--- start INPUT ROWS ---

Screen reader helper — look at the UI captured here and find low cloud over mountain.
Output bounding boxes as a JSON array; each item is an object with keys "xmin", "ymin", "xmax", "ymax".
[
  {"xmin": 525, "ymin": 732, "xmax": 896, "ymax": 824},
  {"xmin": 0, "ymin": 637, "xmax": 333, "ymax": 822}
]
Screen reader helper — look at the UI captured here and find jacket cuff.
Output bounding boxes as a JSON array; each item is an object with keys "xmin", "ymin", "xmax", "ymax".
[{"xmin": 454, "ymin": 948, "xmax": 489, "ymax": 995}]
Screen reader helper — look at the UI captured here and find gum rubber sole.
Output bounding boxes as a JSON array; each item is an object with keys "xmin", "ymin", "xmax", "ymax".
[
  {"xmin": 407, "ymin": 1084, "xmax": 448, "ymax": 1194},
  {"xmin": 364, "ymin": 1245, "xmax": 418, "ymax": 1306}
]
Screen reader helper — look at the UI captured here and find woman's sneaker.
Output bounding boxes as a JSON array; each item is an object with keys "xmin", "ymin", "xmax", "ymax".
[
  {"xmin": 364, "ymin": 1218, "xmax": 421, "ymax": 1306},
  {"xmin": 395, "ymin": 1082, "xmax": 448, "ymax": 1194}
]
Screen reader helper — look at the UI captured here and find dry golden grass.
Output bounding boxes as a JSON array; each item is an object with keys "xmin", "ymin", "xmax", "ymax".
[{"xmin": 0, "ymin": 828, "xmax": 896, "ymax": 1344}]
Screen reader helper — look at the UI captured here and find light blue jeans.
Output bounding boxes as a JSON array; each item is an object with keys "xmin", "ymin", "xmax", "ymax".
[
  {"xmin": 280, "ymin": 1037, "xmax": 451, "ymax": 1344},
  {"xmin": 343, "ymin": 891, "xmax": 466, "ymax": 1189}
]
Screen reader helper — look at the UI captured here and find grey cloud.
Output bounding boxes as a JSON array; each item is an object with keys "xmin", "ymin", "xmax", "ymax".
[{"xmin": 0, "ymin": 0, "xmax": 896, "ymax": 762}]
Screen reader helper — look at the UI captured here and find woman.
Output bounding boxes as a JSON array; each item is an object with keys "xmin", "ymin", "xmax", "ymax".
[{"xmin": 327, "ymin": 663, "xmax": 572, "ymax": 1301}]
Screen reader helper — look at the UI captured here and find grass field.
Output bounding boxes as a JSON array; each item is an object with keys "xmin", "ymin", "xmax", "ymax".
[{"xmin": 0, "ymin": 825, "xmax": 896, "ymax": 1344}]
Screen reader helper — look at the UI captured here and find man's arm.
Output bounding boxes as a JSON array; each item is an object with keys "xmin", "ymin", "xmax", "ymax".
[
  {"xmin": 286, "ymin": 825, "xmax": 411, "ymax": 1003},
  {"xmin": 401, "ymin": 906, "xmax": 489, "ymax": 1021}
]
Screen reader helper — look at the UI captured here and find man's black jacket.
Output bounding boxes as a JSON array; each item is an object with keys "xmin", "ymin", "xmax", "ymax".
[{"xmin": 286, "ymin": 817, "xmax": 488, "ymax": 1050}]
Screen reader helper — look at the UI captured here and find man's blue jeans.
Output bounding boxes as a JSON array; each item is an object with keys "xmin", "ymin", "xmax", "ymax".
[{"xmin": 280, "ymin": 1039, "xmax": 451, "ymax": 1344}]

--- end INPUT ROWS ---

Rewrite all of the data above, switching "bounding boxes" to "bounding rectangles" wherever it appears and leaving everything else unchanged.

Screen reader helper — look at the UI captured here and find low cloud over mountain.
Output bounding rectangles as a JSON array; each item is an object with keys "xmin", "ymin", "xmax", "ymax".
[
  {"xmin": 525, "ymin": 732, "xmax": 896, "ymax": 824},
  {"xmin": 0, "ymin": 637, "xmax": 333, "ymax": 822}
]
Screen reader helper — look at the UI captured here and find jacket cuff.
Output bounding rectangles as a JSON array; each item is an object with keys "xmin", "ymin", "xmax", "ymax".
[{"xmin": 454, "ymin": 948, "xmax": 489, "ymax": 995}]
Screen reader helper — look at the UI captured here and find gum rubber sole.
Output bounding rectangles as a JSON array; each item is an object with keys "xmin", "ymin", "xmax", "ymax".
[
  {"xmin": 407, "ymin": 1084, "xmax": 448, "ymax": 1194},
  {"xmin": 364, "ymin": 1245, "xmax": 418, "ymax": 1306}
]
Screen reader helper — look at the UI captured here and find woman's sneaker.
Output bounding rectangles as a JSON array; each item is an object with keys "xmin", "ymin", "xmax", "ymax".
[
  {"xmin": 364, "ymin": 1218, "xmax": 421, "ymax": 1306},
  {"xmin": 395, "ymin": 1082, "xmax": 448, "ymax": 1194}
]
Screen reader helper — look at the UI captured here and find dry golden grass.
Output bounding rectangles as a JSON array; each item is an object with keys "xmin", "ymin", "xmax", "ymax".
[{"xmin": 0, "ymin": 828, "xmax": 896, "ymax": 1344}]
Screen reader helper — look at the UI captured here and find light blue jeans.
Output bounding rectangles as a JSON array; each item is an object with keys "xmin", "ymin", "xmax", "ymax".
[
  {"xmin": 280, "ymin": 1037, "xmax": 451, "ymax": 1344},
  {"xmin": 343, "ymin": 891, "xmax": 466, "ymax": 1189}
]
Screen reader helper — look at the UI captured here and find grey cloud.
Output bounding rectangles as a JSON array; each item is an object with keys "xmin", "ymin", "xmax", "ymax".
[{"xmin": 0, "ymin": 0, "xmax": 896, "ymax": 762}]
Screen reader helper — look at the UI captured here and find woman.
Output bounding rectangles as a JSON array; each item is an object with keys "xmin", "ymin", "xmax", "ymax".
[{"xmin": 327, "ymin": 663, "xmax": 572, "ymax": 1301}]
Screen reader helper — look at the UI captured here and find grass field.
Output bounding rectangles as a JSON array; each item is an object with keys "xmin", "ymin", "xmax", "ymax".
[{"xmin": 0, "ymin": 825, "xmax": 896, "ymax": 1344}]
Screen reader helper — look at the UI captured here and find man's arm.
Output bounding rectangles as a JSON array; each item is an object with keys "xmin", "ymin", "xmax", "ymax".
[
  {"xmin": 286, "ymin": 825, "xmax": 411, "ymax": 1003},
  {"xmin": 401, "ymin": 906, "xmax": 489, "ymax": 1021}
]
Screen reader helper — look at the UI captured here and find man's black jacket.
Output bounding rectangles as a JSON array; each item is an object with keys "xmin", "ymin", "xmax", "ymax".
[{"xmin": 286, "ymin": 817, "xmax": 488, "ymax": 1050}]
Screen reader helper — look at the UI captured here and find man's blue jeans.
Output bounding rectangles as a JSON array; each item is an object with keys "xmin", "ymin", "xmax", "ymax".
[{"xmin": 280, "ymin": 1039, "xmax": 451, "ymax": 1344}]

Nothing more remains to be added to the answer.